## REQUIRED WORK
From the entries below, please gather each line containing the string "stone".
§ §
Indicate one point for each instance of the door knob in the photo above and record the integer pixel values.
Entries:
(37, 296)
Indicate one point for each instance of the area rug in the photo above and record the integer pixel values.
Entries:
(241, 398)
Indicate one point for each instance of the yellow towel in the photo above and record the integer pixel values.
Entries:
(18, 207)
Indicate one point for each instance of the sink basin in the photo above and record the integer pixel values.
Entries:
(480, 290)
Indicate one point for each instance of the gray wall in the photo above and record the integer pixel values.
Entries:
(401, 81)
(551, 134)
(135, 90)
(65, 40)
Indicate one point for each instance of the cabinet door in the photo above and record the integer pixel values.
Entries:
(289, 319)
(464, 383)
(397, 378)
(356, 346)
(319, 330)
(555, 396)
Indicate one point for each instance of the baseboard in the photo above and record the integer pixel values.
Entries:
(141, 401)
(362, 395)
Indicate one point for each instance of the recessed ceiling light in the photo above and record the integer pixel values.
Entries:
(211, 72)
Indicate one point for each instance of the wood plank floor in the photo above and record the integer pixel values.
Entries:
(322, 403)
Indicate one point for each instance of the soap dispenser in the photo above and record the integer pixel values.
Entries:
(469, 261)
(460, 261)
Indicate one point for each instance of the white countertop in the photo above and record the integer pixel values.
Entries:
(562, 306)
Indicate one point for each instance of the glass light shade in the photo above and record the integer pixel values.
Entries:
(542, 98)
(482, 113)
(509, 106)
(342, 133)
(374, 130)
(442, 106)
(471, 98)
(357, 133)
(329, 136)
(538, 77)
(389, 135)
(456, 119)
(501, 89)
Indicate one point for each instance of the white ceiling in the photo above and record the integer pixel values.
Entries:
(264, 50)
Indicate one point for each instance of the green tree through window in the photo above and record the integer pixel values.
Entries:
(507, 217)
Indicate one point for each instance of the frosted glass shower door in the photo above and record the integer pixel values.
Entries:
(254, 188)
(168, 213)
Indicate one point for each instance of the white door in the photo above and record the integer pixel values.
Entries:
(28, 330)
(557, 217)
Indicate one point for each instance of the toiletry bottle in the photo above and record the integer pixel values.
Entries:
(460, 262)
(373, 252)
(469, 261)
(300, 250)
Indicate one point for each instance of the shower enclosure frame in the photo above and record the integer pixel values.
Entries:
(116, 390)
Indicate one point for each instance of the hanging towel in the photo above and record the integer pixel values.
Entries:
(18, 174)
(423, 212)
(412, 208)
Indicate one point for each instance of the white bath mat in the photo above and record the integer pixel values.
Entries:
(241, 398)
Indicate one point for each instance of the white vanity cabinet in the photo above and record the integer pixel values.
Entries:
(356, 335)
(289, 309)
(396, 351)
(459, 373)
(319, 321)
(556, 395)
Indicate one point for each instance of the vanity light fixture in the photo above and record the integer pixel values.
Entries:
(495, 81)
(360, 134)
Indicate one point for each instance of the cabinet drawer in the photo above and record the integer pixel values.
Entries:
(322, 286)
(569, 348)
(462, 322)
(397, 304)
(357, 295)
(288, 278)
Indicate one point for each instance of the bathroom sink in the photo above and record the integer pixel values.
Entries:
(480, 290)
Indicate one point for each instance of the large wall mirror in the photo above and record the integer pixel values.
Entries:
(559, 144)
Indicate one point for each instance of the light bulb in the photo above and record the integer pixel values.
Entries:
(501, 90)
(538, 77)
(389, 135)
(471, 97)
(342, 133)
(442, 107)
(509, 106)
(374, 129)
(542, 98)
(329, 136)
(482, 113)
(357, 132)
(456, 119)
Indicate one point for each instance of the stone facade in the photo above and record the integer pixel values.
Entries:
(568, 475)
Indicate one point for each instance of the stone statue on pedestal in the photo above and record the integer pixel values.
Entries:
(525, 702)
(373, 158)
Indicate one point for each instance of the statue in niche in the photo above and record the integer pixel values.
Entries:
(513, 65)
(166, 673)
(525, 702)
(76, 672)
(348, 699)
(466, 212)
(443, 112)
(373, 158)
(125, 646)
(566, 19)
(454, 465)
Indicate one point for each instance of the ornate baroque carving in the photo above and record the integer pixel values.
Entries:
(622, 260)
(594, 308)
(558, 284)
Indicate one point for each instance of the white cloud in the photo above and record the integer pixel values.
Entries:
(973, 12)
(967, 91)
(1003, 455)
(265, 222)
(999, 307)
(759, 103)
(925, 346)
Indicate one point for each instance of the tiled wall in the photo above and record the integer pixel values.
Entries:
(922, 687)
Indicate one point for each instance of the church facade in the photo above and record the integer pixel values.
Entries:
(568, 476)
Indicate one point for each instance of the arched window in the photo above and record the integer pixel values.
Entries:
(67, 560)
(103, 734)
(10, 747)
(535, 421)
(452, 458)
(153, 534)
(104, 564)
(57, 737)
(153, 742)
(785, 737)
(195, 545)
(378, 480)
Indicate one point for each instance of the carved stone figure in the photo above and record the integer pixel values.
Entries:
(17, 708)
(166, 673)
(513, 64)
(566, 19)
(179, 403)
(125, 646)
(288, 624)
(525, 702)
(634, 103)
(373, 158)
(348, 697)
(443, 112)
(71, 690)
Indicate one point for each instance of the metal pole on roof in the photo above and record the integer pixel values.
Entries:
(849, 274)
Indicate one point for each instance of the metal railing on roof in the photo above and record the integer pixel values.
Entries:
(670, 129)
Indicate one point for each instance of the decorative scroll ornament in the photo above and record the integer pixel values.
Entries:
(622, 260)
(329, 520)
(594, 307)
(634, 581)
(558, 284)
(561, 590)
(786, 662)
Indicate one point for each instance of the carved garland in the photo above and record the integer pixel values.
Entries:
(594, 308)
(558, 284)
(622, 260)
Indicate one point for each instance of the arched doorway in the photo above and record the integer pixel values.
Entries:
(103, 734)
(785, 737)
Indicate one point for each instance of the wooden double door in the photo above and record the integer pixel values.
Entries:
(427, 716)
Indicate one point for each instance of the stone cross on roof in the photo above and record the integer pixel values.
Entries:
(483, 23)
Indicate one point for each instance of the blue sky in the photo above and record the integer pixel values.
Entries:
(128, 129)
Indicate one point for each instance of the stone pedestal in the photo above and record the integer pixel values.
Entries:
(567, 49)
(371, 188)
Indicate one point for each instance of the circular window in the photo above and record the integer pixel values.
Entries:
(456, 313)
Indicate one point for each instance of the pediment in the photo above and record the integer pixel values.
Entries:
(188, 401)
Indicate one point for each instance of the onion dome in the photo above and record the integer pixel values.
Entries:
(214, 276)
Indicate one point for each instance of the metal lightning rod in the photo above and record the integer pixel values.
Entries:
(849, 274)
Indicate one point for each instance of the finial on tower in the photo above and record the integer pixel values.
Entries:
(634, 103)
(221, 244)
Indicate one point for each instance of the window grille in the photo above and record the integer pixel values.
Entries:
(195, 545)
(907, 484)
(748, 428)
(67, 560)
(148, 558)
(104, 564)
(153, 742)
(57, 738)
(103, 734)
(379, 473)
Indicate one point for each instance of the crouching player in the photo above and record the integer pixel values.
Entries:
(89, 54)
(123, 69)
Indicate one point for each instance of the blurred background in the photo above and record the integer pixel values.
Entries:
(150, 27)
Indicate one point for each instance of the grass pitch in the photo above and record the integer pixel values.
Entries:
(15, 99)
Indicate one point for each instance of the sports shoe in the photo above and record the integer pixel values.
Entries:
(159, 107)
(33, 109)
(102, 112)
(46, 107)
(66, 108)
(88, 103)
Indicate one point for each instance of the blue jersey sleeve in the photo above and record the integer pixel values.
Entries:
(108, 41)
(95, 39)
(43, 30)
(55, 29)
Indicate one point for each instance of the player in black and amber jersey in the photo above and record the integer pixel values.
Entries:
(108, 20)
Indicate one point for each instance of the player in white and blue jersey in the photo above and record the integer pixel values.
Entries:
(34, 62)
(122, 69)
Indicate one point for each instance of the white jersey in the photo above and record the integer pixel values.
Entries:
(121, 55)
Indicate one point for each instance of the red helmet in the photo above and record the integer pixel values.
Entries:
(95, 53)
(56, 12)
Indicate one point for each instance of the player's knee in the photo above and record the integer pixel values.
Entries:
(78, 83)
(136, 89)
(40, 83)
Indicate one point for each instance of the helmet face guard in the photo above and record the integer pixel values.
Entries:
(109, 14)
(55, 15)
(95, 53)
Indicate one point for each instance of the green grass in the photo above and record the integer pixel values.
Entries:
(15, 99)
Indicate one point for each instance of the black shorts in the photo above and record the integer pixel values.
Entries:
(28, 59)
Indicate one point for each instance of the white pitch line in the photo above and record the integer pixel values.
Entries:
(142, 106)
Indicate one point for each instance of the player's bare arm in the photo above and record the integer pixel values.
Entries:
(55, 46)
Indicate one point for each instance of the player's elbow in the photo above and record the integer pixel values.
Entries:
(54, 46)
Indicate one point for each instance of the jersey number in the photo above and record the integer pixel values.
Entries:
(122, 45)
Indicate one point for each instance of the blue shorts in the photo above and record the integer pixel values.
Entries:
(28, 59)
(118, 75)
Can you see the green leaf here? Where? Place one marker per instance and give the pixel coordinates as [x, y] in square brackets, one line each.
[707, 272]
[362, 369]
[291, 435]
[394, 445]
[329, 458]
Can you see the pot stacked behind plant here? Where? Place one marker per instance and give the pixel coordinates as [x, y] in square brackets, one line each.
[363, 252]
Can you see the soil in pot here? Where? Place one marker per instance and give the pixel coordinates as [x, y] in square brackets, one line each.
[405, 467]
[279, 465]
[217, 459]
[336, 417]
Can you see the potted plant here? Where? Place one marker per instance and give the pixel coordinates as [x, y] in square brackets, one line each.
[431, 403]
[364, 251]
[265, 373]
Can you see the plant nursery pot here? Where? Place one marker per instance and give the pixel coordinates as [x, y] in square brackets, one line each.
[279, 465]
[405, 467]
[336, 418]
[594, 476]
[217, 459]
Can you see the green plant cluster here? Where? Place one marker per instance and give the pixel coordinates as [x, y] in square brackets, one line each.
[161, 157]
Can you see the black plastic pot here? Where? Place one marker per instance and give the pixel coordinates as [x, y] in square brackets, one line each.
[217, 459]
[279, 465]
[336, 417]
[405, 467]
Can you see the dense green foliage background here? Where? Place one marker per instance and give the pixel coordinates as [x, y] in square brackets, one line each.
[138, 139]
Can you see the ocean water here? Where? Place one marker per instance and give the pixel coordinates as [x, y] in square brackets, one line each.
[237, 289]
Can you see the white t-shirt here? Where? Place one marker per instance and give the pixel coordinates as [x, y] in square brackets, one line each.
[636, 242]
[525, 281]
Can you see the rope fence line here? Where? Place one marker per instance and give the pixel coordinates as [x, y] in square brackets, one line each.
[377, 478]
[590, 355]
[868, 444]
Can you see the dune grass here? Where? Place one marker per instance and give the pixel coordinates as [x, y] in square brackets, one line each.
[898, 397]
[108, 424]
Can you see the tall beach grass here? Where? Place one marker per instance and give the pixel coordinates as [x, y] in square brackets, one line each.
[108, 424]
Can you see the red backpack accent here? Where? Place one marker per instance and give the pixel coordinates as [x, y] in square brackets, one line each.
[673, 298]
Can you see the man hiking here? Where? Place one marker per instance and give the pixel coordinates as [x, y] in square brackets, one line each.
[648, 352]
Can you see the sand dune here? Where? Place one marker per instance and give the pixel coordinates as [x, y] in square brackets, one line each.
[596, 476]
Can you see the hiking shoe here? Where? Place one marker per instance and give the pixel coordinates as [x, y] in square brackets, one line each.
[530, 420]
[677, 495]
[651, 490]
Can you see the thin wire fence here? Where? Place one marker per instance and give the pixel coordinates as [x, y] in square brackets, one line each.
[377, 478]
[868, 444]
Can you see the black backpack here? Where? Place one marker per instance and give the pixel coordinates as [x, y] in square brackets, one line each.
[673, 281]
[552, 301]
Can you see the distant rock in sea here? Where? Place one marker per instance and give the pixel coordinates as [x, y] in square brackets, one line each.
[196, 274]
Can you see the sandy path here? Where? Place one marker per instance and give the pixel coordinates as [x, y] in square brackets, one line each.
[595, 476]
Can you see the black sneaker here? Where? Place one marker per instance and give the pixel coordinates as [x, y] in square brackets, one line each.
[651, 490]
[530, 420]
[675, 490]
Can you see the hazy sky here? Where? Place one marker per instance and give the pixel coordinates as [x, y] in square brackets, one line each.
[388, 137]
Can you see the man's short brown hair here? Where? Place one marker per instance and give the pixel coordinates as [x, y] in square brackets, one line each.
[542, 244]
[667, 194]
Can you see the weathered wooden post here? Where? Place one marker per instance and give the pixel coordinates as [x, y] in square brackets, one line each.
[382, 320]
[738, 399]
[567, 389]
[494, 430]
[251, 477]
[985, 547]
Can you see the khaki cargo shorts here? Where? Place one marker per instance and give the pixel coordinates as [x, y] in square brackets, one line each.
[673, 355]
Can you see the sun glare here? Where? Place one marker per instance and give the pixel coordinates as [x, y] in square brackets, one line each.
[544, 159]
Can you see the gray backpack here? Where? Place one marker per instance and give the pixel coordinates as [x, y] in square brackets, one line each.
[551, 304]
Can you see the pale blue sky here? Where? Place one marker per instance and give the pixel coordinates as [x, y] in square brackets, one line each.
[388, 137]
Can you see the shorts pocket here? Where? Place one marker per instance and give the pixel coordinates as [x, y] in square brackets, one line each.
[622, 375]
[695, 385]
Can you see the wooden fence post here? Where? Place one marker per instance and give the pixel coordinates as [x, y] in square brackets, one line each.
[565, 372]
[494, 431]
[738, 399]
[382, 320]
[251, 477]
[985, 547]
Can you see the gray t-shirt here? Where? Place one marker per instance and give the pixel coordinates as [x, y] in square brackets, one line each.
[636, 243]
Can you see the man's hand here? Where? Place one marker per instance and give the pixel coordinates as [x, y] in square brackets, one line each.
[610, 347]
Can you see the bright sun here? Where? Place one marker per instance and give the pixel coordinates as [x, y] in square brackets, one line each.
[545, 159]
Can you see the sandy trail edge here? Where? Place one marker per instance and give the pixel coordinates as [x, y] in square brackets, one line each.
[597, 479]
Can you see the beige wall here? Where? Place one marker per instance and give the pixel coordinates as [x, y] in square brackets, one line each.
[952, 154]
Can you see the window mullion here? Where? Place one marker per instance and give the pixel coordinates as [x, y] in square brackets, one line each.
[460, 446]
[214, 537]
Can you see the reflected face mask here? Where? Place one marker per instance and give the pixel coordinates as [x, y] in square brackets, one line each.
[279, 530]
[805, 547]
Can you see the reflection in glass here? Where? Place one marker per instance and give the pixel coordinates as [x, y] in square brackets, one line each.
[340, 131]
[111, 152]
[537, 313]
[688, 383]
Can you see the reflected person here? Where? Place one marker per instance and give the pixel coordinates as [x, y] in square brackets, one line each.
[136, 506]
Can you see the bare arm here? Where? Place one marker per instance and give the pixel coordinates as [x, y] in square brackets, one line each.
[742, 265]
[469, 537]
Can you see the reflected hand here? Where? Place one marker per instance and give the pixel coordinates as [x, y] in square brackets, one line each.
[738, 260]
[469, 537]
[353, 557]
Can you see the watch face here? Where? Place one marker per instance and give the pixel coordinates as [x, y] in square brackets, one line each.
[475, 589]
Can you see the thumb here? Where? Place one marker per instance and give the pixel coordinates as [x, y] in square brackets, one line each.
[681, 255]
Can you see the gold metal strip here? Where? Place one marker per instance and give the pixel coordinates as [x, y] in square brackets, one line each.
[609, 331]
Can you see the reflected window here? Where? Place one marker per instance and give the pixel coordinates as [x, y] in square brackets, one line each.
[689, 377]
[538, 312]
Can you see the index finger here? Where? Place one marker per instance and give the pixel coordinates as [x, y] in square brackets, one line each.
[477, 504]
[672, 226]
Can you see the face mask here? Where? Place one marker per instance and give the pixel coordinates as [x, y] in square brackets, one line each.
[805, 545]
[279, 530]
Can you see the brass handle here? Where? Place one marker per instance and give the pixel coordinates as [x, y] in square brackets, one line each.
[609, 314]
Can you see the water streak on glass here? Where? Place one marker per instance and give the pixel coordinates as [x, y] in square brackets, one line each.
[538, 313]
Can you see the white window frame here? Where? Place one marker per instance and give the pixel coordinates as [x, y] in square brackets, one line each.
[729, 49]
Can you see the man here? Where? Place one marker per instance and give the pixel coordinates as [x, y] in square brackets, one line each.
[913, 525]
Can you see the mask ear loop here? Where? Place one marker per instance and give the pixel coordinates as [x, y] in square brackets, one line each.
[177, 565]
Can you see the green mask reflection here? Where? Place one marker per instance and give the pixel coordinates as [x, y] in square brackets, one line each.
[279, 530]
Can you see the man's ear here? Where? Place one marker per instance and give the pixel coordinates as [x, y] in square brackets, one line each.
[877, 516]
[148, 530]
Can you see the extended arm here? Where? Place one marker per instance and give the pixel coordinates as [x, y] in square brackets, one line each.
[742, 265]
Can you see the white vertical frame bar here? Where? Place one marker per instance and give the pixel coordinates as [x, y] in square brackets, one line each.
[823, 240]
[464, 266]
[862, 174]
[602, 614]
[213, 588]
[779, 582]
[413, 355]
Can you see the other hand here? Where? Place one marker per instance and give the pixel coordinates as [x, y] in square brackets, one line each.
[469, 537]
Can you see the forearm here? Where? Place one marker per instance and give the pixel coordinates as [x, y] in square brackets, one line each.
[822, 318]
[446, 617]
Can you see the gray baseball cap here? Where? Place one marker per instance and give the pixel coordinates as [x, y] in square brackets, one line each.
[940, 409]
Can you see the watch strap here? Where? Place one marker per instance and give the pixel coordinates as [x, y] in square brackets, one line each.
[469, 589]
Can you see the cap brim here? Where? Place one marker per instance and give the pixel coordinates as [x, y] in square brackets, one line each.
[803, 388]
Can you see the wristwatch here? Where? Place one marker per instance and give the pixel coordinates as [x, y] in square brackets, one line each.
§ §
## RESPONSE TO THIS TASK
Indicate one point for each instance of the stone facade in the photo above and record the integer pixel values.
Indicate one point for each instance of the stone statue on pedestal in the photo above and record the integer pixel values.
Indicate one point for each instance of the carved stone figure in the photo above and record the integer pixel values.
Indicate one point for each instance of the stone cross on roof in the photo above and record the integer pixel values.
Indicate one point for each instance of the stone pedestal in the photo above and record the integer pixel values.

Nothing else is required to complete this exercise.